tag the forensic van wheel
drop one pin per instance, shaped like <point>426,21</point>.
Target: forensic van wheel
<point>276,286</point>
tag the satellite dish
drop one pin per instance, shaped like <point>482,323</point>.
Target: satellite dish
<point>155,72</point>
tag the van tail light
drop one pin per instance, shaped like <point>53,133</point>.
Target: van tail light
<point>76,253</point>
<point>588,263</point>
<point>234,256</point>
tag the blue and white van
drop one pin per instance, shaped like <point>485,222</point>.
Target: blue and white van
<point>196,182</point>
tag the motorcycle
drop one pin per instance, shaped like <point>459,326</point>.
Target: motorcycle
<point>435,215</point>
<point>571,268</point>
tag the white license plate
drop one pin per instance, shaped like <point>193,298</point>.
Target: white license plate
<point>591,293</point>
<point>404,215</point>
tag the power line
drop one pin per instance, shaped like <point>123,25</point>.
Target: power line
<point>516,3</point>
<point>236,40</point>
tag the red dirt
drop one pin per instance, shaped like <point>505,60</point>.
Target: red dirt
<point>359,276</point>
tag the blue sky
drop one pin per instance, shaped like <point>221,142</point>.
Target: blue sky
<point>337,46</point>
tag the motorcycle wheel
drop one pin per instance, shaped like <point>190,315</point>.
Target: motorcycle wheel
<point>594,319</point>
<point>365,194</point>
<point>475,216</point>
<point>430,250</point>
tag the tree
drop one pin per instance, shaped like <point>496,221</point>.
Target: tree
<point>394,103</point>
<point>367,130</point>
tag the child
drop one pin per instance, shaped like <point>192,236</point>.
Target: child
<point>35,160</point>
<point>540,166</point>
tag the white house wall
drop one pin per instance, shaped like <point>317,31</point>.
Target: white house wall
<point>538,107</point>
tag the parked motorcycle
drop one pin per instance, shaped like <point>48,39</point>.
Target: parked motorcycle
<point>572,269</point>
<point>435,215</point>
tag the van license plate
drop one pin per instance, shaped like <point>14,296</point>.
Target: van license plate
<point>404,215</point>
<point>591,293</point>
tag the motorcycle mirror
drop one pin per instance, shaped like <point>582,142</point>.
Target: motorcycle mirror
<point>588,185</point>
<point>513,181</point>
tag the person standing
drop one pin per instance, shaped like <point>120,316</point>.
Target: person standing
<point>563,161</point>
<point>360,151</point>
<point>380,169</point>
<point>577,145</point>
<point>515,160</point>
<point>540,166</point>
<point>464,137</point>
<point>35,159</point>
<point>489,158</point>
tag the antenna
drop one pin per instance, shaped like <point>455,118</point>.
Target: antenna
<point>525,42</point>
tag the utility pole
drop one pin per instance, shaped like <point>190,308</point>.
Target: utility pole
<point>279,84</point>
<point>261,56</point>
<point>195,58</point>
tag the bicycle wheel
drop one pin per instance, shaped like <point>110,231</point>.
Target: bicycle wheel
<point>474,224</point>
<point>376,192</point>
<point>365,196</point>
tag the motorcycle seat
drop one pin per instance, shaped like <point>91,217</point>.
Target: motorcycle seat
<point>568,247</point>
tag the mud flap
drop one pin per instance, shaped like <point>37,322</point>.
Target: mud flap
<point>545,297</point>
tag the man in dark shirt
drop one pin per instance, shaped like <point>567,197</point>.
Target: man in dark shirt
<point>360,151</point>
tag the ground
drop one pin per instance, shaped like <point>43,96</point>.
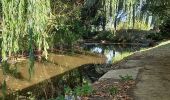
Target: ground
<point>152,81</point>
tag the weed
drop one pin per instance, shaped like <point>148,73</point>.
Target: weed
<point>126,78</point>
<point>113,90</point>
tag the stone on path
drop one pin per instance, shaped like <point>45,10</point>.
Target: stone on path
<point>131,64</point>
<point>115,74</point>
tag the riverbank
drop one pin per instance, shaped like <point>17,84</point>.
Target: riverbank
<point>151,81</point>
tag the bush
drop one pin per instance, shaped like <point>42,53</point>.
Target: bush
<point>165,29</point>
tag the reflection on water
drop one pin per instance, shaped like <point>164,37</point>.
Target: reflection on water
<point>112,52</point>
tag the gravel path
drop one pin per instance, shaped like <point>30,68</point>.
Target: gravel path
<point>154,79</point>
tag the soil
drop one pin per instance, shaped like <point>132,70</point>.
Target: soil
<point>153,80</point>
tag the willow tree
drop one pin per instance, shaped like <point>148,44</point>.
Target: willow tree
<point>24,20</point>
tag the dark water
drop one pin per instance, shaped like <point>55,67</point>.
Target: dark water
<point>88,73</point>
<point>92,72</point>
<point>112,52</point>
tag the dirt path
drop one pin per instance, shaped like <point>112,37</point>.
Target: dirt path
<point>154,79</point>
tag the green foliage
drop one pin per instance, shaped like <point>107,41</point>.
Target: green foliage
<point>85,90</point>
<point>4,89</point>
<point>164,28</point>
<point>105,35</point>
<point>113,90</point>
<point>155,36</point>
<point>126,78</point>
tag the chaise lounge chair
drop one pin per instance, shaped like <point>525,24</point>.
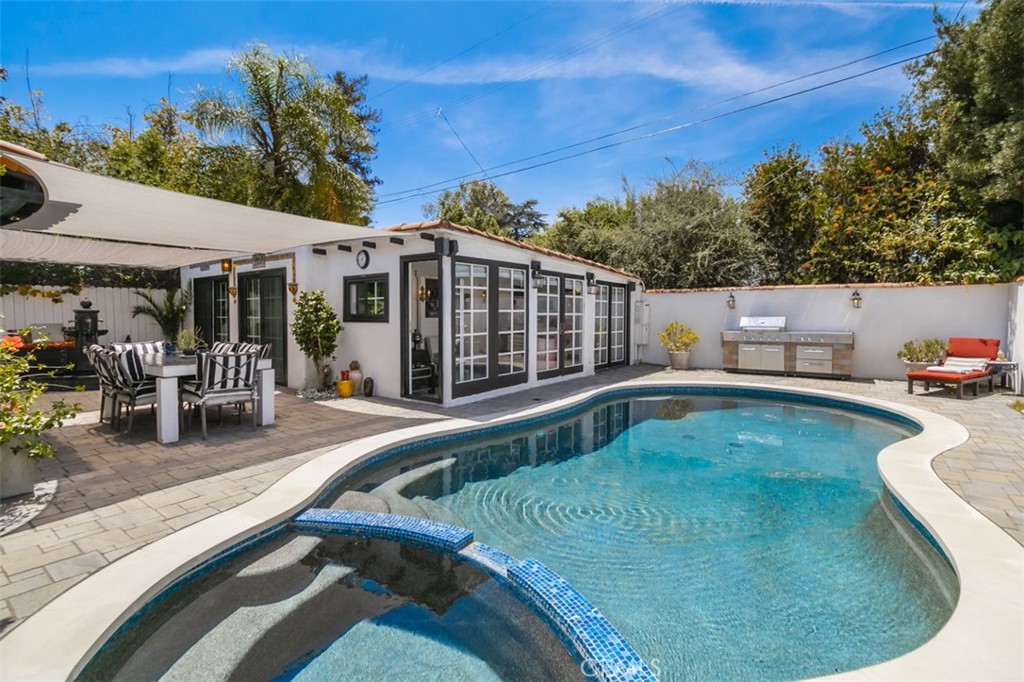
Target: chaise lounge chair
<point>966,364</point>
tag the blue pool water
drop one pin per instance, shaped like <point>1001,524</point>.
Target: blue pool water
<point>726,539</point>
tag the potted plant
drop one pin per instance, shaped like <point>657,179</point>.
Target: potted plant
<point>315,329</point>
<point>168,312</point>
<point>678,338</point>
<point>189,340</point>
<point>919,354</point>
<point>23,424</point>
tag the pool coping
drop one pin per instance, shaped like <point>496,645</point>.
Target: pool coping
<point>980,640</point>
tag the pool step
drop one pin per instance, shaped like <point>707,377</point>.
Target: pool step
<point>361,502</point>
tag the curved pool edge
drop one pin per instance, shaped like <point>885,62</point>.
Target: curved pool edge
<point>980,640</point>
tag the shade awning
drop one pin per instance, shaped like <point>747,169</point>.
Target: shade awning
<point>84,207</point>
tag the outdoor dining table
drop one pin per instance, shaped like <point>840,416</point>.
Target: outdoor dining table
<point>169,369</point>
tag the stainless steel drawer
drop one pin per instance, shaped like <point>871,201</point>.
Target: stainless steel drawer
<point>814,352</point>
<point>773,358</point>
<point>813,366</point>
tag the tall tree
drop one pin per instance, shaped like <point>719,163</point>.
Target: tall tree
<point>589,232</point>
<point>482,205</point>
<point>686,232</point>
<point>298,125</point>
<point>971,92</point>
<point>778,207</point>
<point>887,215</point>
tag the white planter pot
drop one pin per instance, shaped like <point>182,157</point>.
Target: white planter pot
<point>17,473</point>
<point>679,359</point>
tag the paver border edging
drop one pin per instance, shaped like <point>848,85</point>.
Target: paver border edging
<point>980,640</point>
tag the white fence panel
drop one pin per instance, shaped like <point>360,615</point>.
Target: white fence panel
<point>114,305</point>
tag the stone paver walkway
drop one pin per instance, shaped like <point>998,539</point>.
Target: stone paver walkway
<point>114,496</point>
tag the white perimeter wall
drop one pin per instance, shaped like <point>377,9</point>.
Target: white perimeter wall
<point>890,316</point>
<point>114,305</point>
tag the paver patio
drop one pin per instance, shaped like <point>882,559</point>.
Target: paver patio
<point>113,497</point>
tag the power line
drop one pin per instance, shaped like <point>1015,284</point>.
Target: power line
<point>465,51</point>
<point>617,31</point>
<point>666,118</point>
<point>414,194</point>
<point>440,113</point>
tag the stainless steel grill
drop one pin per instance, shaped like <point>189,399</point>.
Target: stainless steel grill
<point>762,345</point>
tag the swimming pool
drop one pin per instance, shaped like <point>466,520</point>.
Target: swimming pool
<point>726,538</point>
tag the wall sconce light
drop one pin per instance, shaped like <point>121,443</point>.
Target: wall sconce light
<point>535,272</point>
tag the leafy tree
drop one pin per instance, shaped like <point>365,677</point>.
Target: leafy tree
<point>970,92</point>
<point>169,313</point>
<point>686,232</point>
<point>298,125</point>
<point>483,206</point>
<point>315,329</point>
<point>588,232</point>
<point>888,216</point>
<point>356,152</point>
<point>778,203</point>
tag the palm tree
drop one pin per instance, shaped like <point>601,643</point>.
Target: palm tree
<point>299,125</point>
<point>168,313</point>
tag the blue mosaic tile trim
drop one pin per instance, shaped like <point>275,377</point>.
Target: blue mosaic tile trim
<point>420,531</point>
<point>486,557</point>
<point>610,396</point>
<point>606,653</point>
<point>919,526</point>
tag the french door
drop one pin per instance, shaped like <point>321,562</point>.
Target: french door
<point>263,315</point>
<point>211,307</point>
<point>609,325</point>
<point>559,325</point>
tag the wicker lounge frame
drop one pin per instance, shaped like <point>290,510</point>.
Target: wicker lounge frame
<point>960,347</point>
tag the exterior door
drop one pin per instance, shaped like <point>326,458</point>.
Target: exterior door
<point>263,315</point>
<point>609,325</point>
<point>211,307</point>
<point>559,325</point>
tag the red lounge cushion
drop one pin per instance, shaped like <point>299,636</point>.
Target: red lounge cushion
<point>969,347</point>
<point>948,377</point>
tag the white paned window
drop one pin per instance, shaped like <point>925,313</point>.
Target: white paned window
<point>601,306</point>
<point>547,324</point>
<point>511,321</point>
<point>471,322</point>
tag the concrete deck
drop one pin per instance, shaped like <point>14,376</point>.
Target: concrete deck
<point>113,497</point>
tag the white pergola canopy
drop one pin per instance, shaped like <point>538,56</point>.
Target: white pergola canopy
<point>92,219</point>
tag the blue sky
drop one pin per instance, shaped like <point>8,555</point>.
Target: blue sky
<point>513,79</point>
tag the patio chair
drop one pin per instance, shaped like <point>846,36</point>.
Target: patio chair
<point>966,364</point>
<point>226,379</point>
<point>102,361</point>
<point>133,387</point>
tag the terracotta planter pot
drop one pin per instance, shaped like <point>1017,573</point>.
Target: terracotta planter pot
<point>17,474</point>
<point>679,359</point>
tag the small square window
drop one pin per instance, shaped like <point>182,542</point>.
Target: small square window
<point>366,298</point>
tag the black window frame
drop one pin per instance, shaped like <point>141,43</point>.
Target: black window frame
<point>347,315</point>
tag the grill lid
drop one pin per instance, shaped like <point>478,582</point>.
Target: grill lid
<point>763,324</point>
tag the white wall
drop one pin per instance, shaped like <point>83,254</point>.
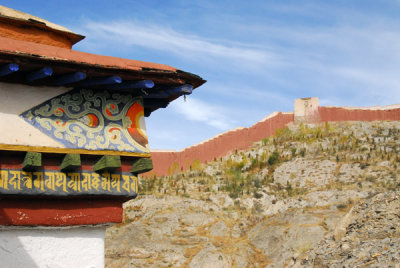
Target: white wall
<point>16,99</point>
<point>81,247</point>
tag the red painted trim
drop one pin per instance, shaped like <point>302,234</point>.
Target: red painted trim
<point>60,212</point>
<point>11,46</point>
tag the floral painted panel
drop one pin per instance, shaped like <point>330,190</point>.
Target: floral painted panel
<point>93,120</point>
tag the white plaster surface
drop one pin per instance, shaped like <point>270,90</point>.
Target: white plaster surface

YOUR GOAL >> Starting at the line that contains "Target: van license plate" and ending at the line that contains "drop one pin per instance, shaped like <point>45,10</point>.", transcribe the material above exactly, excluding pictures.

OUTPUT OF THE TASK >>
Target: van license plate
<point>404,215</point>
<point>591,293</point>
tag the motorcycle mirror
drop one pin per instance, shaped like <point>582,142</point>.
Target: motorcycle mirror
<point>588,185</point>
<point>513,181</point>
tag the person standing
drop one pin per instance, shaped like <point>120,316</point>.
Target: person standing
<point>563,161</point>
<point>360,151</point>
<point>380,169</point>
<point>577,145</point>
<point>515,160</point>
<point>540,166</point>
<point>464,137</point>
<point>35,159</point>
<point>489,158</point>
tag the antenna
drop one pin per instance, shaped like <point>455,118</point>.
Target: antenna
<point>525,42</point>
tag the utility pole
drop one pin per instance, shaped like <point>190,308</point>.
Target: utility pole
<point>279,84</point>
<point>261,56</point>
<point>195,58</point>
tag the bicycle wheel
drop one pin per instance, shaped like <point>110,231</point>.
Target: bicycle wheel
<point>474,224</point>
<point>376,192</point>
<point>365,196</point>
tag the motorcycle seat
drop one pin per instance, shaped like <point>91,217</point>.
Target: motorcycle seat
<point>568,247</point>
tag the mud flap
drop one pin per instance, shaped like <point>37,322</point>.
Target: mud flap
<point>545,297</point>
tag the man in dark shirt
drop one pin per instance, shaped like <point>567,197</point>.
Target: man in dark shirt
<point>360,151</point>
tag the ground
drop one pin per instance, shaped like <point>43,96</point>.
Target: ground
<point>152,81</point>
tag the weed
drop one pin per instance, shaped like <point>148,73</point>.
Target: weed
<point>126,78</point>
<point>113,90</point>
tag the stone on path
drop one pin per instance, shaped like <point>45,10</point>.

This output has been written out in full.